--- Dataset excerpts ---
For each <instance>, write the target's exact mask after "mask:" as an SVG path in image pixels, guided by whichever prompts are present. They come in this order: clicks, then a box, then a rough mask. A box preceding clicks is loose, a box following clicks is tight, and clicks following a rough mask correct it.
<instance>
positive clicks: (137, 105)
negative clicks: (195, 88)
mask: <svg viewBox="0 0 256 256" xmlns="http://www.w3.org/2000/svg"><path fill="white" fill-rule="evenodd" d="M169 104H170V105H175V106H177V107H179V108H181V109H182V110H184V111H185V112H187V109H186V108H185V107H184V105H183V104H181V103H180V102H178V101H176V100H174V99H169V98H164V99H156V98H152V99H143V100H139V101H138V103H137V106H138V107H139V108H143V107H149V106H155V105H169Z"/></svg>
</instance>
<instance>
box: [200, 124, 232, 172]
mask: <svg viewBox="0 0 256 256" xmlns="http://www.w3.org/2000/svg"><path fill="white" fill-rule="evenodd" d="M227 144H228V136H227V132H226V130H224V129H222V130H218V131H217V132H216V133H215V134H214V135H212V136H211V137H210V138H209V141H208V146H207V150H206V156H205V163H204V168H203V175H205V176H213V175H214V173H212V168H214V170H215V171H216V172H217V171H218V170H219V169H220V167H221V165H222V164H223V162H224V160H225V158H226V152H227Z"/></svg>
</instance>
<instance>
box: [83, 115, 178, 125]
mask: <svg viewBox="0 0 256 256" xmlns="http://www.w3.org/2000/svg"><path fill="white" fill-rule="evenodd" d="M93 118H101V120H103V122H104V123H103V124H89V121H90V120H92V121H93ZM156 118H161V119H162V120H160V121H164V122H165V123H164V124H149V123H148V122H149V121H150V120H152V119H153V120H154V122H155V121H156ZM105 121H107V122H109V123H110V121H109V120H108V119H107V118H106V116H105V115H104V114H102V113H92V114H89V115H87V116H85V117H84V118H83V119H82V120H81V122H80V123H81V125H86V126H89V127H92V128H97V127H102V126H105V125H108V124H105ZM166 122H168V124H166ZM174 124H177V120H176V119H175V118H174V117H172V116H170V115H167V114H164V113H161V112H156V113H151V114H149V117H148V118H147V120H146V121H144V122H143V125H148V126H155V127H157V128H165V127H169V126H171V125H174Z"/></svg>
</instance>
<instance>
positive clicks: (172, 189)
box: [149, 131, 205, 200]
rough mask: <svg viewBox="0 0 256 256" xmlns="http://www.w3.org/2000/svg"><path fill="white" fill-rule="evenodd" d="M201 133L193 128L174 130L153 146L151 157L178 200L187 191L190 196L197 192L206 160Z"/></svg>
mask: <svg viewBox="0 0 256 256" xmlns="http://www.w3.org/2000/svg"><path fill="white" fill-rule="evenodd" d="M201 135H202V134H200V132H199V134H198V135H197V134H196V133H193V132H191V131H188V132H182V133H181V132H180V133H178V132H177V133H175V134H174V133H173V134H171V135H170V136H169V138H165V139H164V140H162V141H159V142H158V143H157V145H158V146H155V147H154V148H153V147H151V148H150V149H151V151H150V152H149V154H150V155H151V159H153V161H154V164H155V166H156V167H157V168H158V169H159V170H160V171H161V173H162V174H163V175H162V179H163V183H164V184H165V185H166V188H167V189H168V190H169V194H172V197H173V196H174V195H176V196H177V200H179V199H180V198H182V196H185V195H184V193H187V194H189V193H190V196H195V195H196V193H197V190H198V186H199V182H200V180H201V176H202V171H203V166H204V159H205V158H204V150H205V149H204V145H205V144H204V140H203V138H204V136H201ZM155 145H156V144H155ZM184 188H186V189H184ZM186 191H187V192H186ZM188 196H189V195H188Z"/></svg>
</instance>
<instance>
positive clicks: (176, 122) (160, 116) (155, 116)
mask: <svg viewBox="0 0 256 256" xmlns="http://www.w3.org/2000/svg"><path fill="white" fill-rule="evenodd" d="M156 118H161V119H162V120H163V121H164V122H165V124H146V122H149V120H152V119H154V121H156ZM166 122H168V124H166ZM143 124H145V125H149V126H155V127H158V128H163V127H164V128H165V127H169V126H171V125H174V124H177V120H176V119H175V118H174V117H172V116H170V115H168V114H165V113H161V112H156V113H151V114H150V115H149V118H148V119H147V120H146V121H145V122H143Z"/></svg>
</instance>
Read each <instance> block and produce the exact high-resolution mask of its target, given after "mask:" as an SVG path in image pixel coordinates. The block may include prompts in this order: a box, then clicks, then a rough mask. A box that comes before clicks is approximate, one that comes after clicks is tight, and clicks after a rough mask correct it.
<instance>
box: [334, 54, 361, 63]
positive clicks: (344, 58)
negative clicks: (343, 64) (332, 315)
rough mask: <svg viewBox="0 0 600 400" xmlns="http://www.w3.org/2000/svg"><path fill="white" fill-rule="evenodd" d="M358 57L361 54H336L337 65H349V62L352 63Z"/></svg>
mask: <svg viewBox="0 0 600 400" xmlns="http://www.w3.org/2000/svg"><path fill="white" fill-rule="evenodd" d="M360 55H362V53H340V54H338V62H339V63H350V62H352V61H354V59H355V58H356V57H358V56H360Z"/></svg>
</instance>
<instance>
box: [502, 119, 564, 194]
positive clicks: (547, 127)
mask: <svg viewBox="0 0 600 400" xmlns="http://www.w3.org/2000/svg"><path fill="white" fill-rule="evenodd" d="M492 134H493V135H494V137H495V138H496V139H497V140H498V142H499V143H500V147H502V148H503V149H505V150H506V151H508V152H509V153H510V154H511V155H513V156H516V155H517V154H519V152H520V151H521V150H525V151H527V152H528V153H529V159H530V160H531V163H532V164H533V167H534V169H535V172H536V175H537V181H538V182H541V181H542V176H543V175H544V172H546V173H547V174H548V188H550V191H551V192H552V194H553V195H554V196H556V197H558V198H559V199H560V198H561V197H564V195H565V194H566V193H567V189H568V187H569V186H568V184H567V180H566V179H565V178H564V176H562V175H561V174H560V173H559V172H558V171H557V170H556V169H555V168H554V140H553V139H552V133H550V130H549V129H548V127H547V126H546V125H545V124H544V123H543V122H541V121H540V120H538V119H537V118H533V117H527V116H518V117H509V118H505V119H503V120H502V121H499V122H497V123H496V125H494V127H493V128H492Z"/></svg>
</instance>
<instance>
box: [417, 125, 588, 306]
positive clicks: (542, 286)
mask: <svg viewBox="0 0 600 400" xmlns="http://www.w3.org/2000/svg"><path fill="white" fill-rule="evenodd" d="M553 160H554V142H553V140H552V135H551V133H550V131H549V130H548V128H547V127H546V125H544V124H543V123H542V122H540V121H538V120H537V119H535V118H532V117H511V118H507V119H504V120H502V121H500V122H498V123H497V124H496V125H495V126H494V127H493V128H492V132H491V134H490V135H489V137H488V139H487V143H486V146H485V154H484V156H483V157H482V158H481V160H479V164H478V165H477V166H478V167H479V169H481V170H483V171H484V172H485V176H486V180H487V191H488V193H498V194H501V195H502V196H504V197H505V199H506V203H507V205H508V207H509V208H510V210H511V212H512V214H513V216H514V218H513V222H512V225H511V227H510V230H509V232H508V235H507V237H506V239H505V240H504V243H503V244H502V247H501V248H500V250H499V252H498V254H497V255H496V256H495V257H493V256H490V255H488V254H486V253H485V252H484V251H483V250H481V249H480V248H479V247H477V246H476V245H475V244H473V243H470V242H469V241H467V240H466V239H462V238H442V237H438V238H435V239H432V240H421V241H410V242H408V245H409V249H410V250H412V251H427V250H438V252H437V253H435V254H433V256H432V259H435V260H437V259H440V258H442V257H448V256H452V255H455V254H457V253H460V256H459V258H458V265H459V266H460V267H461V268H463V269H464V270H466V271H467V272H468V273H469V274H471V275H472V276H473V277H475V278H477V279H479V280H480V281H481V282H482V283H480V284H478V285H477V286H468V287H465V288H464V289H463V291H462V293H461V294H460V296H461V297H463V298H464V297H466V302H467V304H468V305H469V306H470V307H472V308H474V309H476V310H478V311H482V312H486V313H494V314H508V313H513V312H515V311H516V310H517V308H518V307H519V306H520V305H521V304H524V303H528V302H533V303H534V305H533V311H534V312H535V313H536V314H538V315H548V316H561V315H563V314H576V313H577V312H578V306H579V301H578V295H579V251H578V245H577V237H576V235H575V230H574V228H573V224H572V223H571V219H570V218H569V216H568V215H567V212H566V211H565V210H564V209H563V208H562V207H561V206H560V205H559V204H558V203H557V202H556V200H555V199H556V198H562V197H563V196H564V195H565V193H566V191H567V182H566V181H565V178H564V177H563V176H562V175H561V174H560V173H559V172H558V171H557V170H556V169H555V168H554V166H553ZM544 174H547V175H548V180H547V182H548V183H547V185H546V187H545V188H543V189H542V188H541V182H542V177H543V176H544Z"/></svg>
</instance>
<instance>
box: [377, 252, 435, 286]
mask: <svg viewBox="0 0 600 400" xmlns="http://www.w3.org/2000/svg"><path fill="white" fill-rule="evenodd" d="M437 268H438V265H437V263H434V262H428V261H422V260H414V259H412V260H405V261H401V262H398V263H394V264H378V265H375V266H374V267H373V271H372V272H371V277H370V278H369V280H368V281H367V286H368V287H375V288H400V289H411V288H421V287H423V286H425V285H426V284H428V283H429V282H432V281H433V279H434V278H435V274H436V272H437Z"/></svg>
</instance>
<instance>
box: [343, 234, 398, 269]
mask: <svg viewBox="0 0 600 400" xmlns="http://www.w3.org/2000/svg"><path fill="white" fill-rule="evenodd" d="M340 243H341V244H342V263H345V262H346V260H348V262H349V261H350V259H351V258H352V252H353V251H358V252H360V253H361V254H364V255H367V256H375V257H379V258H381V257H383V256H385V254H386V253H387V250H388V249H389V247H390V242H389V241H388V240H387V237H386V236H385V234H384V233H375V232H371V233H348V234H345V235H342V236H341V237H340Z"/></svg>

--- REQUIREMENT ---
How many lines of the data above contain the word "positive"? Reply with the number alone.

--- EXERCISE ANSWER ---
6